What you are asked to do — Please count the lines of the data below that contain the word "picket", treating uppercase and lowercase as different, and give only the number.
************
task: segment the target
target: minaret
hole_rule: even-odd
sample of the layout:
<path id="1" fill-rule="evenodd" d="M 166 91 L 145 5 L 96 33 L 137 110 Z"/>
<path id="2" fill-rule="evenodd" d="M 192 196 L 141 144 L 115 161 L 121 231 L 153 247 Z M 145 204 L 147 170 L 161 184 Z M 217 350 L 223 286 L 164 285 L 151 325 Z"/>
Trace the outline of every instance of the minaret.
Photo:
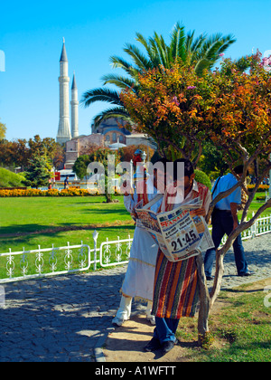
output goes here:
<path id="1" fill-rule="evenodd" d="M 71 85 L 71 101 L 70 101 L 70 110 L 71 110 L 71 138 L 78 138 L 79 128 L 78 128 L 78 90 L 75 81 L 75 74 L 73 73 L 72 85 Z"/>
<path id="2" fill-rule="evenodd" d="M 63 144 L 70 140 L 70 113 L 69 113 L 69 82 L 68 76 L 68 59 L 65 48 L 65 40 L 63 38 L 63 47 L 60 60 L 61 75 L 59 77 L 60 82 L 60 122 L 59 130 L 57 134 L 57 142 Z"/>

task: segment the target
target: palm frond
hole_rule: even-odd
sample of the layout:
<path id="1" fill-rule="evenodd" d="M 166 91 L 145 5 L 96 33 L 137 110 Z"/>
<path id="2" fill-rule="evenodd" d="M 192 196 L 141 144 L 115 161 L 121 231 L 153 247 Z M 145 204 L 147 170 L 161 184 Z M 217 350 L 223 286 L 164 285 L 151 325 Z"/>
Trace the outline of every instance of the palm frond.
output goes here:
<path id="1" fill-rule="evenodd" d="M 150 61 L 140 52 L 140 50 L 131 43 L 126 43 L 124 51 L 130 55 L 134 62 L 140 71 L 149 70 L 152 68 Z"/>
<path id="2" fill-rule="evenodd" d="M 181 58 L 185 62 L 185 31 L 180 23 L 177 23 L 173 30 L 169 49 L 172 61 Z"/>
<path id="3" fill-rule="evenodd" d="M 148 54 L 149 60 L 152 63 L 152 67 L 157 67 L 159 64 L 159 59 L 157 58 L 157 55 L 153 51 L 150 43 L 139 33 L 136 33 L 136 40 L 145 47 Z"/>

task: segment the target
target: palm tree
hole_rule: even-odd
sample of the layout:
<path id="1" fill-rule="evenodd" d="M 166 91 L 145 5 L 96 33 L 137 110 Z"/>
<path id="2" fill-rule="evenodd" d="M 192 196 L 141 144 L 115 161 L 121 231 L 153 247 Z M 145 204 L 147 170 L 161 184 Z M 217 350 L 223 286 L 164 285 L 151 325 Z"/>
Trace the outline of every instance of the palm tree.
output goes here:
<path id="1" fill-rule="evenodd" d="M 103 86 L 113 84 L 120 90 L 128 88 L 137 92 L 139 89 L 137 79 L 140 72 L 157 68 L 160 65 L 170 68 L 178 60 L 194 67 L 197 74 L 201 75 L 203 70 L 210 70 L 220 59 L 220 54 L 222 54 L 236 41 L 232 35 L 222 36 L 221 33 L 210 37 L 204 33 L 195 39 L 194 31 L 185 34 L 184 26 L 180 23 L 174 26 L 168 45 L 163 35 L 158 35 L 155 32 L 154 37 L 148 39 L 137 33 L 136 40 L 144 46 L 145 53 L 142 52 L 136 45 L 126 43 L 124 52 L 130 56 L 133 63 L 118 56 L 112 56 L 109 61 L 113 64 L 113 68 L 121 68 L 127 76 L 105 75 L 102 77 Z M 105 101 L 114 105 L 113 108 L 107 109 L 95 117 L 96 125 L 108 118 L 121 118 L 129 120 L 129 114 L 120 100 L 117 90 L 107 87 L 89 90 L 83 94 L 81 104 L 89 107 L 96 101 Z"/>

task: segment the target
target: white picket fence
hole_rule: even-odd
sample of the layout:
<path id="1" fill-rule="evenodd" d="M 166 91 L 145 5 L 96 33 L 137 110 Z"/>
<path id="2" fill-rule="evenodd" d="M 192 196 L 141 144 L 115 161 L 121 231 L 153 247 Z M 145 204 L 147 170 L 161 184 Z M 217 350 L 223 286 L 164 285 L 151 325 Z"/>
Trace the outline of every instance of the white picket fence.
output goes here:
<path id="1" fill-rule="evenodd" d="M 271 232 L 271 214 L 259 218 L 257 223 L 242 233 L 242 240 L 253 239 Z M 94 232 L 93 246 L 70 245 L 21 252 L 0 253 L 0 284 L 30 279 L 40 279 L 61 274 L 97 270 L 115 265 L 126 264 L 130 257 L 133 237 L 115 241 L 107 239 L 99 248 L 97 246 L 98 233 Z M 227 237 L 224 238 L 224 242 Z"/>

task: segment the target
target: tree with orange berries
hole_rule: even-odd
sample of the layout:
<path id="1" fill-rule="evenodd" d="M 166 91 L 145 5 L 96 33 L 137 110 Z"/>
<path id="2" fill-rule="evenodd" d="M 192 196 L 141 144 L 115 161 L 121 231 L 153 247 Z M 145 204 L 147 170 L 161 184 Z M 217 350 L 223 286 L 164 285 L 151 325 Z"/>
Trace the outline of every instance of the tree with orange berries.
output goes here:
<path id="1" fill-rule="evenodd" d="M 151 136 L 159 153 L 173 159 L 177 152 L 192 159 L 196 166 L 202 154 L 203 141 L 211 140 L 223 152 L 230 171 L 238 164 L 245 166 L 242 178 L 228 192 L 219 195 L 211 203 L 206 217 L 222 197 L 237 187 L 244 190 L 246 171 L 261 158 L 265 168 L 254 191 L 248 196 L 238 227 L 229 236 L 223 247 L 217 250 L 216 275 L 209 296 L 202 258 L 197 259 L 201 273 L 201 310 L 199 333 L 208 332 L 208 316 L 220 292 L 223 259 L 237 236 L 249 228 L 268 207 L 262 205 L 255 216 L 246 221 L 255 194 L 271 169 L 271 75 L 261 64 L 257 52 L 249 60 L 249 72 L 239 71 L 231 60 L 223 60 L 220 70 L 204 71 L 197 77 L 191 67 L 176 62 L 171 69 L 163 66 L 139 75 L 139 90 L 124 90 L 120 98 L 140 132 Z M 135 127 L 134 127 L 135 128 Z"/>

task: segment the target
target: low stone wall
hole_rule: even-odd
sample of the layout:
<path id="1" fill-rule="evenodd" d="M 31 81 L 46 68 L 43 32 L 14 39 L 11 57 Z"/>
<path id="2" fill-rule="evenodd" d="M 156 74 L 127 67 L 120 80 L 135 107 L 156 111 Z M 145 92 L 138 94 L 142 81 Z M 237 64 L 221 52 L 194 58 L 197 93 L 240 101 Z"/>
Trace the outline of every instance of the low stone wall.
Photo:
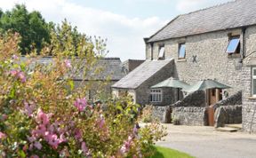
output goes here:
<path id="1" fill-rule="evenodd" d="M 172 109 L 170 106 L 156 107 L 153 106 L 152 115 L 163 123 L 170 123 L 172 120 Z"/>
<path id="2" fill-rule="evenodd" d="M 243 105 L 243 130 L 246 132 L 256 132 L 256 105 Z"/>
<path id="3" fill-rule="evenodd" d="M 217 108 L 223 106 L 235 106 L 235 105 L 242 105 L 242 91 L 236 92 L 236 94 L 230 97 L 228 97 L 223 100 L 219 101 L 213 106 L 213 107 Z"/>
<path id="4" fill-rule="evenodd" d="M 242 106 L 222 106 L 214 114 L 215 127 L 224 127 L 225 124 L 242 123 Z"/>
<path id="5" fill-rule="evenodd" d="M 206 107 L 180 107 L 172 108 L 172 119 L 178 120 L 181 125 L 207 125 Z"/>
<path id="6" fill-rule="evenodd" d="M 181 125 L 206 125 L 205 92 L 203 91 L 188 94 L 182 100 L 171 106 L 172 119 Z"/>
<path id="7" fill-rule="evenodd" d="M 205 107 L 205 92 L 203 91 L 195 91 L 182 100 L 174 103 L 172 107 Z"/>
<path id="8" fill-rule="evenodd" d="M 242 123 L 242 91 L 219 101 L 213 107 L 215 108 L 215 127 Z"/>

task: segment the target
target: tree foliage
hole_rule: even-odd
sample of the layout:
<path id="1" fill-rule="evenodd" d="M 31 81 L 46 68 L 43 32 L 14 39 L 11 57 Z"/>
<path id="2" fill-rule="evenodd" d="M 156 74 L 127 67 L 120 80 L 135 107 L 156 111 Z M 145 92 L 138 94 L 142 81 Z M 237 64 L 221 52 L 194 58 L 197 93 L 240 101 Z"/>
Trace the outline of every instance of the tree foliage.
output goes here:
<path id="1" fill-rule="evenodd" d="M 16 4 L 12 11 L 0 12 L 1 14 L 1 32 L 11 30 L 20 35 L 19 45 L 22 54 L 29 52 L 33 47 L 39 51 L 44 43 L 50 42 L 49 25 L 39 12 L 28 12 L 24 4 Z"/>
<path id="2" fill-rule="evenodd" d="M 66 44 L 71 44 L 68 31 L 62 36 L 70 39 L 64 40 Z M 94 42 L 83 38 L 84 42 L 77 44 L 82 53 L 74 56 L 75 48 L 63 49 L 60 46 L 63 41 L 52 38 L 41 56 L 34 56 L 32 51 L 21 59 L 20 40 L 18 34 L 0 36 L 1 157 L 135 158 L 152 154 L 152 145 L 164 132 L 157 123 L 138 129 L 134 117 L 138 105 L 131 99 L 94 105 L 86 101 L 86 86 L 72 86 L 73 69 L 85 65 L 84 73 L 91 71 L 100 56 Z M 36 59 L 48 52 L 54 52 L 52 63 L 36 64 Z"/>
************
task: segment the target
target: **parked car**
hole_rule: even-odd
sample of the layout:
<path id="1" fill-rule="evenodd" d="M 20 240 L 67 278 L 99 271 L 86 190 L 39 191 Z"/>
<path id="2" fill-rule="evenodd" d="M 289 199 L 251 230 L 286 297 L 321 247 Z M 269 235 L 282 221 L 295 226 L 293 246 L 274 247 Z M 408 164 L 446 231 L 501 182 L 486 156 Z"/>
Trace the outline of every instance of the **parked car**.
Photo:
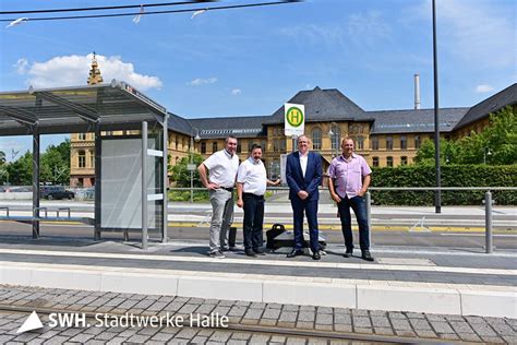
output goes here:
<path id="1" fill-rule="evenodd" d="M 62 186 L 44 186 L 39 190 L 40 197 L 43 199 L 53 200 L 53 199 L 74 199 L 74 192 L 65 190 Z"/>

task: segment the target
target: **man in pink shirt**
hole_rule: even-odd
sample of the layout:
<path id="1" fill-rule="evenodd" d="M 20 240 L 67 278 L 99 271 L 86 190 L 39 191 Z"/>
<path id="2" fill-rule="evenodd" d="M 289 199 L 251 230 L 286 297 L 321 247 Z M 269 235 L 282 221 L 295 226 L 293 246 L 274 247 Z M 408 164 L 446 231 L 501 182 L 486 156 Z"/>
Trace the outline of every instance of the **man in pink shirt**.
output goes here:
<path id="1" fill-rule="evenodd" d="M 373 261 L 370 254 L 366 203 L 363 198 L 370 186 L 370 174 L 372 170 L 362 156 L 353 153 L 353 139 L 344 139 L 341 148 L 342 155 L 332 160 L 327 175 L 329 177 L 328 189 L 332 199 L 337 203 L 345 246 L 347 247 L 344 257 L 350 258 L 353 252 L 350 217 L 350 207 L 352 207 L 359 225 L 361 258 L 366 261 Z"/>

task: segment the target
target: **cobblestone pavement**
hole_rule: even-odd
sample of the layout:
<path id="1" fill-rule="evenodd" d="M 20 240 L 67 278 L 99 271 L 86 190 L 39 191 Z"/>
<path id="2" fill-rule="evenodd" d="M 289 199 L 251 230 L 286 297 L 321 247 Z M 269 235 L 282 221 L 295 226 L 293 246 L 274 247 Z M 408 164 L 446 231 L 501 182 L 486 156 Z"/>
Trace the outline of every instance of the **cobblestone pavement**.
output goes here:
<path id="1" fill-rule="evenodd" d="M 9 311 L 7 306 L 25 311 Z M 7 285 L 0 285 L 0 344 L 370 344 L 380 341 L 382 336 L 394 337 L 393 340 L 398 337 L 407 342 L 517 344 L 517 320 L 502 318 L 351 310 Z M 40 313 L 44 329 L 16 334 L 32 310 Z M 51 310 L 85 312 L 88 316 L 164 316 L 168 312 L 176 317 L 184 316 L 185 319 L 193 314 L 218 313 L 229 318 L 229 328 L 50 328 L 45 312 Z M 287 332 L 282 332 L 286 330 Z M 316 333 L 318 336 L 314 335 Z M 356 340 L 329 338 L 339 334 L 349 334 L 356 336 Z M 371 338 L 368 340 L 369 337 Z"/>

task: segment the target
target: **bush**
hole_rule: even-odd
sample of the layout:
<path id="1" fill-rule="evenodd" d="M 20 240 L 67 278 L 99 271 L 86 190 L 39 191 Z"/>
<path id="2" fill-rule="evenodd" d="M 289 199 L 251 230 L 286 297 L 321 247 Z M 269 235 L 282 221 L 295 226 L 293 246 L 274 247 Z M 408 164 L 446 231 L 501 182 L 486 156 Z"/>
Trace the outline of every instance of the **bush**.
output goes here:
************
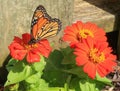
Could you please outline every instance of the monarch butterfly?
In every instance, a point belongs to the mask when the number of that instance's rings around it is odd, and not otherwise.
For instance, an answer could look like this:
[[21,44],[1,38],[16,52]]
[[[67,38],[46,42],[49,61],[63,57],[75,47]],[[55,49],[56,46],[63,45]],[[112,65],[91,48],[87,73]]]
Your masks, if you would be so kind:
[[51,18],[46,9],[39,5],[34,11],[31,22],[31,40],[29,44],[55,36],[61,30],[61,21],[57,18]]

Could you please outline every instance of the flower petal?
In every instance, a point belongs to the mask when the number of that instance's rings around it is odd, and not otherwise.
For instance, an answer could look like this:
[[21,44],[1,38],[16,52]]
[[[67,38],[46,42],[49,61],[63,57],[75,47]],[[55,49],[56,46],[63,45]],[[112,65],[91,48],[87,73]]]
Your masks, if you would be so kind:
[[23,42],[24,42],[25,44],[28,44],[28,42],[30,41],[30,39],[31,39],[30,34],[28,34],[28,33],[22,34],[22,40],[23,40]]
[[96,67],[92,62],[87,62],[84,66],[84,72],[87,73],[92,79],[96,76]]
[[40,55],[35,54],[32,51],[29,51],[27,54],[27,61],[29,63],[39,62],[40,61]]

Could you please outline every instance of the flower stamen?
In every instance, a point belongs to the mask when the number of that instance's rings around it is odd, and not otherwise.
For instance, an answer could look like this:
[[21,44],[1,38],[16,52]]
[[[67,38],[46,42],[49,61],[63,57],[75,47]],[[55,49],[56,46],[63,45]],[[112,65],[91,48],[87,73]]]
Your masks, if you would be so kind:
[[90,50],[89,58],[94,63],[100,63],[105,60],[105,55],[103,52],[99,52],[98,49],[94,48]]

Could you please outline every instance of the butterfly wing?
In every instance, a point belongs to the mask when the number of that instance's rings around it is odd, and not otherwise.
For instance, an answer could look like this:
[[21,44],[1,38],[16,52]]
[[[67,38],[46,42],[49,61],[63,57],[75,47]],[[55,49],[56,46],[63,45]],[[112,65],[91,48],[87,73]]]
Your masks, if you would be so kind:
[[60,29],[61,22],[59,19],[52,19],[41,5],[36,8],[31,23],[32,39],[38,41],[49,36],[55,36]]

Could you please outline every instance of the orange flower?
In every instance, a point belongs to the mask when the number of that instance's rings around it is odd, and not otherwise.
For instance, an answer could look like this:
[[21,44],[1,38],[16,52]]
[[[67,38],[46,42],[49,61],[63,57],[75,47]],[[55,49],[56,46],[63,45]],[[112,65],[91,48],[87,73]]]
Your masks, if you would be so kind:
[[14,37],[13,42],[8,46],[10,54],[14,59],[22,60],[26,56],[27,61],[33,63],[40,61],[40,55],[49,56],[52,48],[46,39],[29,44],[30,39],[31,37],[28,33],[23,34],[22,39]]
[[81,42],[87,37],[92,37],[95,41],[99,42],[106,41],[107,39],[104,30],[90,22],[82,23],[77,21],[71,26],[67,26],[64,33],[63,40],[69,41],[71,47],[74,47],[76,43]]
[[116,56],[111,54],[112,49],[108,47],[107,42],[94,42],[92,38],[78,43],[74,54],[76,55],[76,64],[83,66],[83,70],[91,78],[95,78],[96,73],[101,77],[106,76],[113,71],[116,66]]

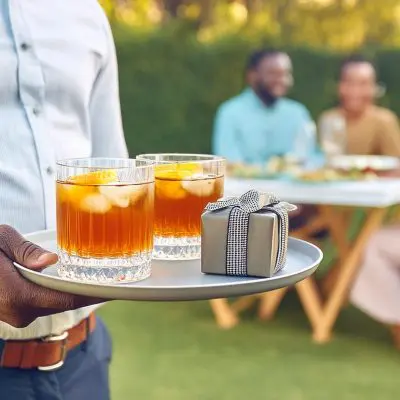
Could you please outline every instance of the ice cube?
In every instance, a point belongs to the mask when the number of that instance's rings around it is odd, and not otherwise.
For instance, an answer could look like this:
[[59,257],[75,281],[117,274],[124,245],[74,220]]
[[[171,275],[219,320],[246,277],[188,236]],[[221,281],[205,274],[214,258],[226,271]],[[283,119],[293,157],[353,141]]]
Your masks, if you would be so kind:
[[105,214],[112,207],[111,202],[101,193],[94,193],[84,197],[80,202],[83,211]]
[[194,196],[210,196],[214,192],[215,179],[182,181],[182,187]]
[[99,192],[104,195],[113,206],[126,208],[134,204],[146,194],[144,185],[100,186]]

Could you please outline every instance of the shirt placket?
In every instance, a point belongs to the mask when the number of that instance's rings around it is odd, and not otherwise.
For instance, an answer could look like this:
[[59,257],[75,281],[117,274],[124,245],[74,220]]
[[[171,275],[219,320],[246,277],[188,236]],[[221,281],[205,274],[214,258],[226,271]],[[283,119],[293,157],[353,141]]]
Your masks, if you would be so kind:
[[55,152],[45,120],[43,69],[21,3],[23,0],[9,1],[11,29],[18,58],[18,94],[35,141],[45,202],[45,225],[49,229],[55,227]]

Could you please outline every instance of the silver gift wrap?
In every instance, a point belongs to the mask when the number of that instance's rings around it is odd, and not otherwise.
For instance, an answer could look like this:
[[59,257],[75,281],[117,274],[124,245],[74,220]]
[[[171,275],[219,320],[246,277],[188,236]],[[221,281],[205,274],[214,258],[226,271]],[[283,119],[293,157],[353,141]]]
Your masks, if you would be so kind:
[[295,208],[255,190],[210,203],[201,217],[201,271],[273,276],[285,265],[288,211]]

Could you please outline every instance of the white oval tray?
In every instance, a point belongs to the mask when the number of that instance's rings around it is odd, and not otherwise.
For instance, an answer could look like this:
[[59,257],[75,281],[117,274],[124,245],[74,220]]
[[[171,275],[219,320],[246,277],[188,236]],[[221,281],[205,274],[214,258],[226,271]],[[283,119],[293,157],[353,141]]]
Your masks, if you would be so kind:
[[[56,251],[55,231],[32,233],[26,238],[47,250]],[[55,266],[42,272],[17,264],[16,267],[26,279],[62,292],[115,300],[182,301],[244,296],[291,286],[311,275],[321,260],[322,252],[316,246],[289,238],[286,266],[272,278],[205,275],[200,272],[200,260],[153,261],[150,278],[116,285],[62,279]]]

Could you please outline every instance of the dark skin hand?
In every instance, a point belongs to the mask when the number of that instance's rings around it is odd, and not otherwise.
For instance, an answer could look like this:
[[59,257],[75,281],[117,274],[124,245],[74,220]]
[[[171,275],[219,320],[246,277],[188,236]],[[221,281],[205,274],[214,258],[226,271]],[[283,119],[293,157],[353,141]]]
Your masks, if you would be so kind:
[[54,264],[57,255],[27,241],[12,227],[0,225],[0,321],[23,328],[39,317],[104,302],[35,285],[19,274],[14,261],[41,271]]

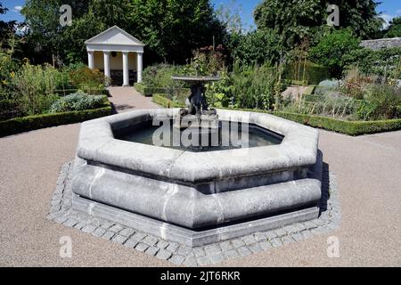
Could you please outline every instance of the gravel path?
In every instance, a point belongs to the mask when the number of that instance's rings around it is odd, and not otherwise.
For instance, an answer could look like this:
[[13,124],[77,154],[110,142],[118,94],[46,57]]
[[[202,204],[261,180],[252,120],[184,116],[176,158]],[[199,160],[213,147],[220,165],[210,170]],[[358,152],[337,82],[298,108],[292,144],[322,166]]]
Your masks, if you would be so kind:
************
Solution for this problem — 2